● Problem details
Reproduce the lines of every record below without changing a word, leaving the pictures out of your answer.
-- Start Materials provided --
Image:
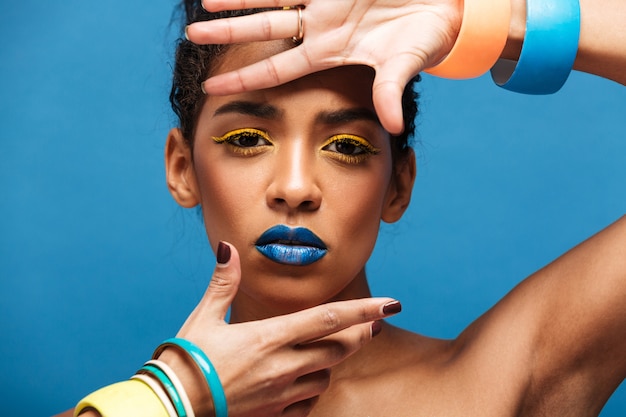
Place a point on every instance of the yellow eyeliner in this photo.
(354, 140)
(239, 134)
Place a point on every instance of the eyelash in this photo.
(231, 138)
(366, 148)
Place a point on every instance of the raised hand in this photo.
(277, 366)
(398, 38)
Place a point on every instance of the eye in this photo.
(349, 148)
(245, 142)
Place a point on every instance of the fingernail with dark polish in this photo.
(223, 253)
(393, 307)
(377, 327)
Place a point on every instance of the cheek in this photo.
(227, 199)
(357, 208)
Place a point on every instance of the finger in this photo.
(321, 321)
(219, 5)
(331, 350)
(292, 63)
(280, 24)
(389, 83)
(224, 283)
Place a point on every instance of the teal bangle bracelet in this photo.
(207, 368)
(169, 387)
(549, 49)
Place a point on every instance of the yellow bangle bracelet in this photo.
(131, 398)
(482, 36)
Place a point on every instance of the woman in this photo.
(297, 178)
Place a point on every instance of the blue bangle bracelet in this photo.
(169, 387)
(549, 49)
(207, 368)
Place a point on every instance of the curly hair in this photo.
(194, 64)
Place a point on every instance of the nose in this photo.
(294, 186)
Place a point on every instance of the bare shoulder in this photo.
(553, 346)
(556, 340)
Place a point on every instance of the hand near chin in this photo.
(276, 366)
(397, 38)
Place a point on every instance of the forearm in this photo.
(602, 46)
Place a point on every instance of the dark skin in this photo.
(550, 347)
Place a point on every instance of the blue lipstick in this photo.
(291, 246)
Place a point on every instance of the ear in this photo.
(179, 171)
(400, 188)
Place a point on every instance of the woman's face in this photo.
(297, 177)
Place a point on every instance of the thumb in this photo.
(224, 283)
(389, 83)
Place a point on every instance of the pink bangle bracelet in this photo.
(482, 36)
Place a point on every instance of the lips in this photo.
(291, 246)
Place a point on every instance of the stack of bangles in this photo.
(548, 51)
(155, 390)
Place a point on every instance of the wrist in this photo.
(517, 30)
(189, 376)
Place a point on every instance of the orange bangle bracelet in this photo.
(483, 34)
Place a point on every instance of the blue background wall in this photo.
(98, 265)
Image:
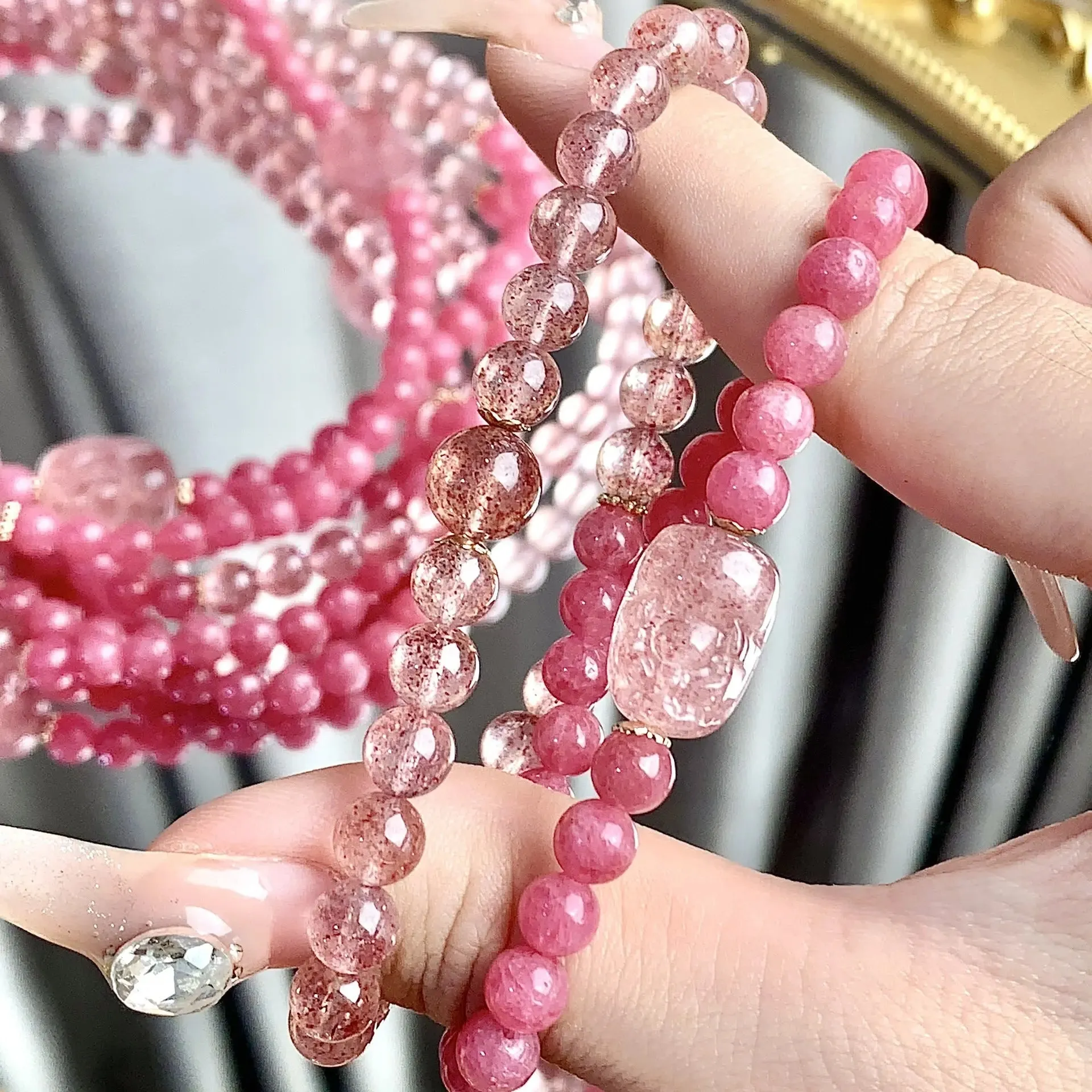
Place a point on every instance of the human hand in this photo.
(965, 396)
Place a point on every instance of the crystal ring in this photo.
(173, 972)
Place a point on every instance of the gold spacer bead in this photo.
(8, 517)
(636, 729)
(637, 507)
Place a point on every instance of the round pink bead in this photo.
(332, 1007)
(677, 39)
(547, 779)
(566, 739)
(589, 602)
(841, 275)
(526, 991)
(379, 840)
(748, 490)
(229, 588)
(673, 330)
(483, 483)
(491, 1058)
(729, 49)
(635, 464)
(599, 152)
(507, 743)
(353, 928)
(609, 537)
(576, 673)
(409, 751)
(594, 842)
(434, 667)
(573, 229)
(454, 585)
(726, 402)
(559, 915)
(517, 384)
(634, 772)
(545, 306)
(631, 85)
(282, 572)
(675, 506)
(337, 555)
(805, 345)
(774, 419)
(888, 167)
(872, 214)
(657, 394)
-- End Materials provided --
● Solution to this task
Image:
Place a point on every instance of the yellow eyeliner in this photo.
(354, 140)
(239, 134)
Place a point on every instance of the eyelash in this photo.
(231, 138)
(366, 148)
Place a point on every instance of the raised hand in this photo.
(277, 366)
(398, 38)
Place a point on every instance of the eye in this photo.
(349, 148)
(245, 142)
Place a point on every instance of the fingernail with dark polish in this photo.
(223, 253)
(393, 307)
(377, 327)
Place a point on every instance of the cheek in this photo.
(227, 199)
(357, 208)
Place a point on every instance of the finger in this photo.
(321, 321)
(219, 5)
(331, 350)
(292, 63)
(280, 24)
(389, 83)
(224, 283)
Place a point on every instance of the teal bangle bracelet in this photo.
(207, 368)
(169, 387)
(549, 49)
Place a point on every instance of the yellow bangle bracelet in this photo.
(131, 398)
(482, 36)
Place a point on every instance of the woman in this photo.
(297, 178)
Place a point on every instance of the blue bangle bracelet in this photo.
(169, 387)
(549, 49)
(207, 368)
Place a point on every instance of the curly hair in this photo.
(194, 64)
Place a point on every instance of the nose in this photo.
(294, 186)
Place a point on every instance of the bare shoulder in this photo.
(553, 346)
(556, 340)
Place a point on every instance of the hand near chin in this photo.
(276, 366)
(397, 38)
Place a point on every instance of the forearm in this photo.
(602, 46)
Place a point on every instance of the dark skin in this photo.
(550, 347)
Place a point on every instance of the blue lipstick in this photo.
(291, 246)
Place a point on every instance of the ear in this photo.
(179, 171)
(400, 188)
Place a point on every instance of the woman's face in this photo.
(297, 177)
Place a point on every instance of the thumb in this photo.
(224, 283)
(389, 83)
Place a point on every instance of the pink bangle bracelet in this photo.
(482, 36)
Place a point on every instance of the lips in this photo.
(291, 246)
Place a point on every instance of the stack of bangles in this photo.
(548, 51)
(155, 390)
Place a point on every instance of the wrist in this photo.
(517, 30)
(189, 376)
Place a point on every instance of the orange bangle bracelet in this photo.
(483, 34)
Place a point on every instance of the blue background wall in this photo.
(98, 265)
Image:
Place a point on every instance of the human hand in this photo.
(965, 396)
Place a point on every instance of the crystal ring in this photo.
(173, 972)
Place a point on every instance of the gold spacer bead in this photo.
(8, 517)
(636, 729)
(637, 507)
Place a point on every instance of the round pink bead in this photo.
(332, 1007)
(677, 39)
(547, 779)
(566, 739)
(589, 602)
(841, 275)
(526, 991)
(379, 840)
(748, 490)
(229, 588)
(673, 330)
(483, 483)
(491, 1058)
(729, 49)
(635, 464)
(599, 152)
(507, 743)
(353, 928)
(609, 537)
(576, 673)
(409, 751)
(594, 842)
(434, 667)
(573, 229)
(454, 585)
(726, 402)
(559, 915)
(517, 384)
(634, 772)
(545, 306)
(631, 85)
(282, 572)
(675, 506)
(337, 555)
(805, 345)
(774, 419)
(888, 167)
(872, 214)
(657, 394)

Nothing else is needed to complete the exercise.